## START

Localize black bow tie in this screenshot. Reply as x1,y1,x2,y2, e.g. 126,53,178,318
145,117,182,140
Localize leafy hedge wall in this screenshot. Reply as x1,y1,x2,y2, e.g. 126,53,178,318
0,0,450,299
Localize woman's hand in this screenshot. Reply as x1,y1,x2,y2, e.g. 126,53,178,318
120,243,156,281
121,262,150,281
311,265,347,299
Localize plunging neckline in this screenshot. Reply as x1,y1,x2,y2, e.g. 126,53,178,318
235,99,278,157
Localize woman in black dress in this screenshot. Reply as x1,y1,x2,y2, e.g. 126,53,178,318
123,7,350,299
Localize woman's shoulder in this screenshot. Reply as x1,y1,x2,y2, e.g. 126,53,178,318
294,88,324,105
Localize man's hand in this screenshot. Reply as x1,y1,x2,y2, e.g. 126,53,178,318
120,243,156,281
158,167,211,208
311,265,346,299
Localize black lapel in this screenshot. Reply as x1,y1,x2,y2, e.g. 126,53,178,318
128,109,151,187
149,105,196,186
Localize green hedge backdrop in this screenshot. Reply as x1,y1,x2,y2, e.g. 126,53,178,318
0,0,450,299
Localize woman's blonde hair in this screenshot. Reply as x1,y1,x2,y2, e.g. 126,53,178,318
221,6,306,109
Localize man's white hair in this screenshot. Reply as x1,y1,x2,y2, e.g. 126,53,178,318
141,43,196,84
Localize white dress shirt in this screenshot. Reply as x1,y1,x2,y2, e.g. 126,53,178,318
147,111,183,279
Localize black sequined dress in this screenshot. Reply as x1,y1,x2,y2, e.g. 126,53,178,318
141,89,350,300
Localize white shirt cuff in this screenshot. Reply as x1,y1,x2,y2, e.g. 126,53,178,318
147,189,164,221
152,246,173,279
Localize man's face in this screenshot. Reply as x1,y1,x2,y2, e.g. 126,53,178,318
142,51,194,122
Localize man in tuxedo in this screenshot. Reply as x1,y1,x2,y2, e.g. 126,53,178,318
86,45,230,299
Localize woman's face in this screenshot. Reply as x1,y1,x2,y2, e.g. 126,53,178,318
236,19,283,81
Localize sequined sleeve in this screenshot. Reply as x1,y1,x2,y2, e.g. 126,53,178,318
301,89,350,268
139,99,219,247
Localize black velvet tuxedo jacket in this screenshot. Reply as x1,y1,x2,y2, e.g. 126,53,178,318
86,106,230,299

## END
## START

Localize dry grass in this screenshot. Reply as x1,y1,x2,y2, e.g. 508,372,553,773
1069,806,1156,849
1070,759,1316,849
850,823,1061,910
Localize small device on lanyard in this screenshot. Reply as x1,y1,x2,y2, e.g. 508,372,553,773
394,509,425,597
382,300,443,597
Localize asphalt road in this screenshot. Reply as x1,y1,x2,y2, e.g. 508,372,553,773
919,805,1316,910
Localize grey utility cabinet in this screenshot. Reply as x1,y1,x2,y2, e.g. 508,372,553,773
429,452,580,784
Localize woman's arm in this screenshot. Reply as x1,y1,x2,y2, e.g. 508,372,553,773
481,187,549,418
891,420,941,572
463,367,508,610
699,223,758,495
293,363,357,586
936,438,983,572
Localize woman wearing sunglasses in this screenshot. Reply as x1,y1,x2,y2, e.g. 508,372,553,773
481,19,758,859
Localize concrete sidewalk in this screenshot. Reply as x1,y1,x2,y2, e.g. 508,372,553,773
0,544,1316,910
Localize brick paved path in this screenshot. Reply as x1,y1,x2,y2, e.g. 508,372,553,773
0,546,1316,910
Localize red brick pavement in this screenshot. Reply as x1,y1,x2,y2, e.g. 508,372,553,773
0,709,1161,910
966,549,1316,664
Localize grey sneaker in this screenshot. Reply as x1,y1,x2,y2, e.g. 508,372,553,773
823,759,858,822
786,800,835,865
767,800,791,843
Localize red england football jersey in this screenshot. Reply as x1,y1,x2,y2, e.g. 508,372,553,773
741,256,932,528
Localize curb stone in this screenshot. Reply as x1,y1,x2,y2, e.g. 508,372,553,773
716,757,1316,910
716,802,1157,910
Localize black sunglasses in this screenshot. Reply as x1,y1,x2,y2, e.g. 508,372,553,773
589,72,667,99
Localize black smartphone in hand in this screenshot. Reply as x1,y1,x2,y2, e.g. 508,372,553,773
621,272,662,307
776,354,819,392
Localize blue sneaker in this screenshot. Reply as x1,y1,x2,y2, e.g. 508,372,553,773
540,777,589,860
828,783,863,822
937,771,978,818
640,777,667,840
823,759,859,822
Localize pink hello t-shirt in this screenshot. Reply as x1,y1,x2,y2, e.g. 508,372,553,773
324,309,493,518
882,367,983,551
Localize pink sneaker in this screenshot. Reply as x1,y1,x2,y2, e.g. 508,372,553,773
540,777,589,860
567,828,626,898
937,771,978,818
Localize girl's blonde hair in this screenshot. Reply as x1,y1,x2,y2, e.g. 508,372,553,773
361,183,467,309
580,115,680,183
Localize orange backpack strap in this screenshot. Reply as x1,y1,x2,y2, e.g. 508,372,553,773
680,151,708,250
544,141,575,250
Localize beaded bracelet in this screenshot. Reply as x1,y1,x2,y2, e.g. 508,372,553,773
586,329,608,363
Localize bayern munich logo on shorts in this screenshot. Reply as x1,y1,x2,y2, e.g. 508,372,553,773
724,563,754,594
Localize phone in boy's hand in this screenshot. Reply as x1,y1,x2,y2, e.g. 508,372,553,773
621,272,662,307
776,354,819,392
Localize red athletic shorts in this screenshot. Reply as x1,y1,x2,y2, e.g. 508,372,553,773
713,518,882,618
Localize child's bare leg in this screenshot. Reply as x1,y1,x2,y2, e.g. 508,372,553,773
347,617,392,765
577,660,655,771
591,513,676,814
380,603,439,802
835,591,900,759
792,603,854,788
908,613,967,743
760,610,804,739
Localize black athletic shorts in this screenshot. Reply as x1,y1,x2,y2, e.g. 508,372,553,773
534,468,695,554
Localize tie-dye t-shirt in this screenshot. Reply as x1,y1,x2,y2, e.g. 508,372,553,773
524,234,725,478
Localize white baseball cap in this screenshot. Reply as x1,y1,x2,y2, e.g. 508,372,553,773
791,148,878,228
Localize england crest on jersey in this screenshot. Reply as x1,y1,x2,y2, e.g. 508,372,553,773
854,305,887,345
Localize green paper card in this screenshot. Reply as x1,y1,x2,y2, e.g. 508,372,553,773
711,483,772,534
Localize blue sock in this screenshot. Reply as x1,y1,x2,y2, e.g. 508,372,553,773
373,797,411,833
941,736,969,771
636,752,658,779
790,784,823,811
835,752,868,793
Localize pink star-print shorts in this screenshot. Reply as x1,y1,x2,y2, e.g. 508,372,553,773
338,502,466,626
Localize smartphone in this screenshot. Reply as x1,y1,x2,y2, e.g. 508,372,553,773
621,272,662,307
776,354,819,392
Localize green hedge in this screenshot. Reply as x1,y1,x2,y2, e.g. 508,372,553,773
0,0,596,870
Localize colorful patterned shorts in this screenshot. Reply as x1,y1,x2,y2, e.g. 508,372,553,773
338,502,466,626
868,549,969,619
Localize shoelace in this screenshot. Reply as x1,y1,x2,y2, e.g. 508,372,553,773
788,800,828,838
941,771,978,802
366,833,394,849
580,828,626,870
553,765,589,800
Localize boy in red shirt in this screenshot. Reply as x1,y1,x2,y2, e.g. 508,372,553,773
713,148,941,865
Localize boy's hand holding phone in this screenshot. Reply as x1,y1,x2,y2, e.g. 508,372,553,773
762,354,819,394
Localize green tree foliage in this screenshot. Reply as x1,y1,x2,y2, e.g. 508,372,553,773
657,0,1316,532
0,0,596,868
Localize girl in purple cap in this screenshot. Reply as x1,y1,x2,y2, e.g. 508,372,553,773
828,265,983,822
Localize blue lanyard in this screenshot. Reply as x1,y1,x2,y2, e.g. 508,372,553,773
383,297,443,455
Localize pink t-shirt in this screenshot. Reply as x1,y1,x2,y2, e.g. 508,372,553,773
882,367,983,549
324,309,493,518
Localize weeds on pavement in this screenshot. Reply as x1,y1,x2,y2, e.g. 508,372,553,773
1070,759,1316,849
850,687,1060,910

## END
## START

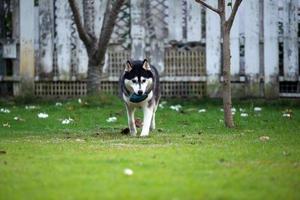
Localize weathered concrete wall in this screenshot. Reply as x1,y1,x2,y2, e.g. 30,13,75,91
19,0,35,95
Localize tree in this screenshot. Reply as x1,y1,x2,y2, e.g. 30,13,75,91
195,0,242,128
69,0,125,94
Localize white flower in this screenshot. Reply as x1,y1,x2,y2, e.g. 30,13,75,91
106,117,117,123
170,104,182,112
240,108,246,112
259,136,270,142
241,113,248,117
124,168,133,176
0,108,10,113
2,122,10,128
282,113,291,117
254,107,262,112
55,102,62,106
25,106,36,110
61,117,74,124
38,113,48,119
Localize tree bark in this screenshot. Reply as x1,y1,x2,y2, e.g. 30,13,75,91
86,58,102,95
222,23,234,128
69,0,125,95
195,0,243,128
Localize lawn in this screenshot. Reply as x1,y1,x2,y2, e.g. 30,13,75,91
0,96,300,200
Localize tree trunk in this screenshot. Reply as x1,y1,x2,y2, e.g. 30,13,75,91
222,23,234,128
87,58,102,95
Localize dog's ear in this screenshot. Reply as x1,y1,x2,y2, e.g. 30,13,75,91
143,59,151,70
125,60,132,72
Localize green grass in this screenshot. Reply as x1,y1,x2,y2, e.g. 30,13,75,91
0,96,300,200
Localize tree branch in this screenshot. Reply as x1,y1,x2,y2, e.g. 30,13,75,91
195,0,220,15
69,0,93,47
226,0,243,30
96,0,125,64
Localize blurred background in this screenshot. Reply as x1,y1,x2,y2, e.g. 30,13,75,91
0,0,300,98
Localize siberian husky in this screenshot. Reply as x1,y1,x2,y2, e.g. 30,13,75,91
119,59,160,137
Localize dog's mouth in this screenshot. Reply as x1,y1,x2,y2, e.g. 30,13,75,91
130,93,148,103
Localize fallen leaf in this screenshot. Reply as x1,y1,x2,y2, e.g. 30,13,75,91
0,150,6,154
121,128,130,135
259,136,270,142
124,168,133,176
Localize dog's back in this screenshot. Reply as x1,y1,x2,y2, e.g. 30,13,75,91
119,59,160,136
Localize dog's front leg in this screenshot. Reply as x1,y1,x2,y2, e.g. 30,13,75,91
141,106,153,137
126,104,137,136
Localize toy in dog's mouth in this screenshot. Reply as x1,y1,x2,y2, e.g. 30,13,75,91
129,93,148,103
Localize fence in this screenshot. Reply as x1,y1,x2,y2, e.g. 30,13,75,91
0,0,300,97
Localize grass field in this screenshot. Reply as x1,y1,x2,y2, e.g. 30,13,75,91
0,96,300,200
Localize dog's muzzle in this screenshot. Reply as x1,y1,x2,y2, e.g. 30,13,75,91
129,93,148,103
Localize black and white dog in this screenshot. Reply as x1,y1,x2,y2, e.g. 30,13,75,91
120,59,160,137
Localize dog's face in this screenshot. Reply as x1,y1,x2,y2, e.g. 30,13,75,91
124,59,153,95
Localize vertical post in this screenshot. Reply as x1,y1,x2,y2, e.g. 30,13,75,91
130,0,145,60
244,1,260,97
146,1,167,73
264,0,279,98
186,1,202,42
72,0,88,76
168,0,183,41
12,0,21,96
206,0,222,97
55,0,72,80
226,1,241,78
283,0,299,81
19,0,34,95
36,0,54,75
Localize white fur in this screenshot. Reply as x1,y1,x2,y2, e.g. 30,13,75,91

## END

Exercise directions:
Reproduce the stretch of material from the line containing "Localize asphalt road" through the line containing "429,452,580,784", updating it so that "asphalt road" becomes "paved road". Leave every other word of those lines unchanged.

Completed task:
Localize paved road in this screenshot. Reply as x1,y1,x2,y2, e.g. 508,372,553,773
919,805,1316,910
Localize grey utility cabinet in this screenshot. Reply as x1,y1,x2,y2, e.g. 508,372,553,773
429,452,580,784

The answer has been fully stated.